═══ Data for processing ═══

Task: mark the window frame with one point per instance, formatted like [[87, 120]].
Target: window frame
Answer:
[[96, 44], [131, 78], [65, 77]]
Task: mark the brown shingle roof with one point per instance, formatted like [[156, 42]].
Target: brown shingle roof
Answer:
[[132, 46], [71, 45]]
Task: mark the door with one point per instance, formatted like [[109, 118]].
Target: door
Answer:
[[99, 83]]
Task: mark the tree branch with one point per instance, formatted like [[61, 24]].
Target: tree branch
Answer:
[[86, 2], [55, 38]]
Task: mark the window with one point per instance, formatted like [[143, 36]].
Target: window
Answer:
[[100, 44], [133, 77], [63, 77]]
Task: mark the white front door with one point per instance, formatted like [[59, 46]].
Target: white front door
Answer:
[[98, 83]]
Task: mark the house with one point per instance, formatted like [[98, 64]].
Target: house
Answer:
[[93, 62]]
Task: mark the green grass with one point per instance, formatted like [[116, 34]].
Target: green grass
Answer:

═══
═══ Data for processing ═══

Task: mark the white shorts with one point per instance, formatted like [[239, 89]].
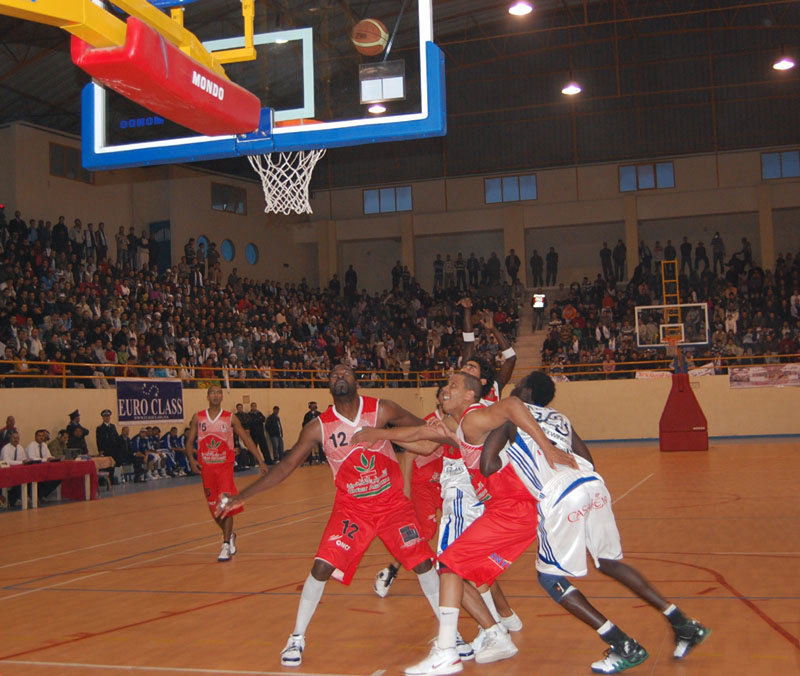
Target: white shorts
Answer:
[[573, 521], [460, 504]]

═══

**Exercise**:
In the lines above, find the word "grass" and copy every line it occurs in.

**Your response**:
Task: mark the green grass with one point per instance, formatted like [[116, 34]].
Target: green grass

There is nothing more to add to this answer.